[[ SUPPLIED PASSAGE open ]]

Jing Tang receives NSF CAREER award

Assistant Professor Jing Tang, of the Department of Electrical and Computer Engineeringhas been awarded a prestigious National Science Foundation CAREER Award (Number 1454552).

The goal of a CAREER award is to support junior faculty who exemplify the role of teacher-scholars. The five-year, $500,000 award begins March 15. The abstract of the award is given below:

The emerging hybrid Positron Emission Tomography integrated with Magnetic Resonance Imaging (PET/MRI) system represents the cutting edge technology in the field of biomedical imaging. While first clinical studies are currently underway to assess the prospect of this major breakthrough in multimodal imaging, methodological challenges and potentials still need to be addressed or exploited before this technology finds its way to routine applications. The proposed research investigates "super-correction" techniques in PET imaging to revolutionize one of the most sensitive in vivo molecular imaging modalities when integrated with MRI information. The project will be an important step toward reaching the full technological capabilities of PET and MRI, extending its capabilities to diagnostic and prognostic benefits for oncologic, neurologic, and cardiologic diseases thus improving patient care and research. Besides scientific research activities, this project also draws up plans to reach the PI's educational goals through activities to integrate research, education, and outreach. The new biomedical engineering curricula are expected to meet the growing demands of students from southeast Michigan and provide high-quality training to the next generation engineers and scientists in biomedical imaging. The research opportunities provided through this project and the pre-college biomedical engineering programs will attract female and historically under-represented students to pursue careers in the engineering discipline. The online medical imaging resource will promote public understanding of the biomedical imaging field to plant seeds for its steady growth.

[[ SUPPLIED PASSAGE closed ]]
[[ DATA FOR REVIEW open ]]

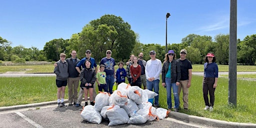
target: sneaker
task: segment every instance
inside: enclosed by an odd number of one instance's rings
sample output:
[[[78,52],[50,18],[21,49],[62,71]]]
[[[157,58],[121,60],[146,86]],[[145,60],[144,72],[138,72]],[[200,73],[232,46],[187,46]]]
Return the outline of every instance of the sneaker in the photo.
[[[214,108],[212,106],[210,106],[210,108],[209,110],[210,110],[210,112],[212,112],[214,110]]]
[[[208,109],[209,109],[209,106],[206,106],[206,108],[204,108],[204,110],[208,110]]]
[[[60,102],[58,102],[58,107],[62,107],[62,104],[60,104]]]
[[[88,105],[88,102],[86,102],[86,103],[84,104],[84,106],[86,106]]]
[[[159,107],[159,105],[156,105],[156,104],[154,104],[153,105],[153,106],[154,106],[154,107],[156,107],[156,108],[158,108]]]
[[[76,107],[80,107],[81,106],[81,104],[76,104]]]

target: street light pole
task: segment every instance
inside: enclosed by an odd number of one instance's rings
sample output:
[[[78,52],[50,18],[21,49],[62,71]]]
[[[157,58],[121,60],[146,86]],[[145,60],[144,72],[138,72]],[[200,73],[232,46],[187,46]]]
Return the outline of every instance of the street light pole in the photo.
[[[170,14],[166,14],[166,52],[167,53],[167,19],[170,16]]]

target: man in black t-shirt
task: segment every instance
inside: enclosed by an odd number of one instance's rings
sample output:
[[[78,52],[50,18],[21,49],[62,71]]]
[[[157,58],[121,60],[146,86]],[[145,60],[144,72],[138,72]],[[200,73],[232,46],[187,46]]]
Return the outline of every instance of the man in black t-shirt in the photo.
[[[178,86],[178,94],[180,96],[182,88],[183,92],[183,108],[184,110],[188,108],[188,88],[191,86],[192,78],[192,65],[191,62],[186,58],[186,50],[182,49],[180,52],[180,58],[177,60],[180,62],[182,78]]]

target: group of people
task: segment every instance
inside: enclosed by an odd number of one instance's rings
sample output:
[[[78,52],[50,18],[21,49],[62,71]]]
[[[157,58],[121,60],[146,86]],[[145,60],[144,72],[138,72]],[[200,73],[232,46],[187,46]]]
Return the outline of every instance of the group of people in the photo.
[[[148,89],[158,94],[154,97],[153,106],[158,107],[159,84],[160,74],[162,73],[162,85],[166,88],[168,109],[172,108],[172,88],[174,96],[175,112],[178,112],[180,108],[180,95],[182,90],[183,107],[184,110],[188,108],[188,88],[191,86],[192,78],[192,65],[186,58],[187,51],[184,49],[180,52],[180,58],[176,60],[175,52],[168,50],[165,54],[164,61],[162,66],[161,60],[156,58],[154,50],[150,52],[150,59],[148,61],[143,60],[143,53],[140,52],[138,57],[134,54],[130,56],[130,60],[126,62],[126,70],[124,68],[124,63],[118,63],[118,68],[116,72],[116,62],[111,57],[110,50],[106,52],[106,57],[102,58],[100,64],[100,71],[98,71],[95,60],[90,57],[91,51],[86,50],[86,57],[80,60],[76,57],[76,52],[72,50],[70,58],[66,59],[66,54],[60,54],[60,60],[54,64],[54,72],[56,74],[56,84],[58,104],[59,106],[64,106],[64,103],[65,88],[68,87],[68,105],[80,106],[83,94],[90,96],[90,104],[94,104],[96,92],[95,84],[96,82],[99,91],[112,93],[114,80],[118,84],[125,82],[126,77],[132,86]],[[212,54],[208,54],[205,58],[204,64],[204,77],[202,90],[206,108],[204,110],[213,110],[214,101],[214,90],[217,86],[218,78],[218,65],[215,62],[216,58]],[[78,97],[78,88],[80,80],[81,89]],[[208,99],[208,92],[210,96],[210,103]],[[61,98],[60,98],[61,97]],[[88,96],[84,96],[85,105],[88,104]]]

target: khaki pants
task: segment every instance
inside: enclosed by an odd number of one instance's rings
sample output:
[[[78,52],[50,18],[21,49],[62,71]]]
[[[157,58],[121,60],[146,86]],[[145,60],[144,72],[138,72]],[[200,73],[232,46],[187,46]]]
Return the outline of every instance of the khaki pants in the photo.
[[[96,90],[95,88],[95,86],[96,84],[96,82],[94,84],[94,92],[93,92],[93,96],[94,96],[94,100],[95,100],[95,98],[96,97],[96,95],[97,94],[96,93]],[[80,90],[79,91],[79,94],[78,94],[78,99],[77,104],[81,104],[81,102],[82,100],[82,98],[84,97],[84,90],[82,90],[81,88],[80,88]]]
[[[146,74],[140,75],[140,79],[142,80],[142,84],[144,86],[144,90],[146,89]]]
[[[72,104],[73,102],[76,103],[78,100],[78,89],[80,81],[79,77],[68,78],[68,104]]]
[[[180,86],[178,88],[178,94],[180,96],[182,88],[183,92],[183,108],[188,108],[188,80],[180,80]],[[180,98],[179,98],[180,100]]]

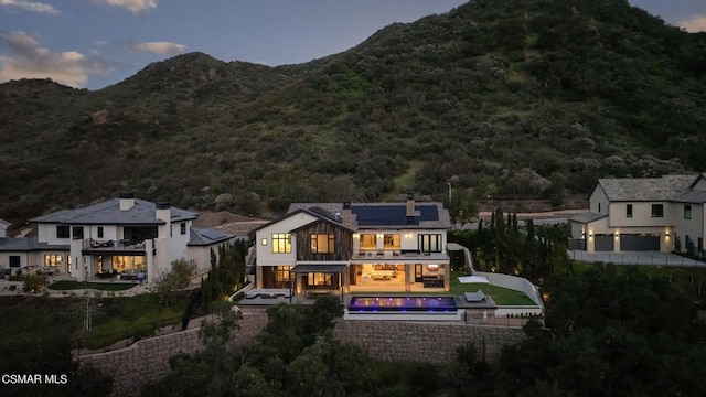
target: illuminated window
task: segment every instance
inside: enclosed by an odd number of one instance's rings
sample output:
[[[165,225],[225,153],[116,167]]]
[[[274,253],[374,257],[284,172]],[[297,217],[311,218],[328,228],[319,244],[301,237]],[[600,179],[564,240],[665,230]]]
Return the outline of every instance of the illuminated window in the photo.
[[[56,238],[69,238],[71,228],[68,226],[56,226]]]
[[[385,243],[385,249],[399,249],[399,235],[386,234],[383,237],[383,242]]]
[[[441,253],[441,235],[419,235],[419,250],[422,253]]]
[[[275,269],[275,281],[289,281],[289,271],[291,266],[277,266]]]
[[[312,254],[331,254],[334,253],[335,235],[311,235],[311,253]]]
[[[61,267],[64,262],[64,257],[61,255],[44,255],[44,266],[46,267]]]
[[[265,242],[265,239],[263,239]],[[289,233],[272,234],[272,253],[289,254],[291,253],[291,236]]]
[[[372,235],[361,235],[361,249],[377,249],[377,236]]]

[[ DATA FOR REVIEW closed ]]

• [WHAT THIS EXERCISE ASKS]
1. Transcribe part of the CAREER award announcement: begin at the words "Jing Tang receives" and stop after "Award (Number 1454552).".
2. Answer these from the CAREER award announcement:
(a) What number does the award carry?
(b) On what date does the award begin?
(c) Students from which region are the new biomedical engineering curricula expected to serve?
None of the data is needed for this work.

• [PER-TASK OUTPUTS]
1.
Jing Tang receives NSF CAREER award

Assistant Professor Jing Tang, of the Department of Electrical and Computer Engineeringhas been awarded a prestigious National Science Foundation CAREER Award (Number 1454552).

2.
(a) 1454552
(b) March 15
(c) Southeast Michigan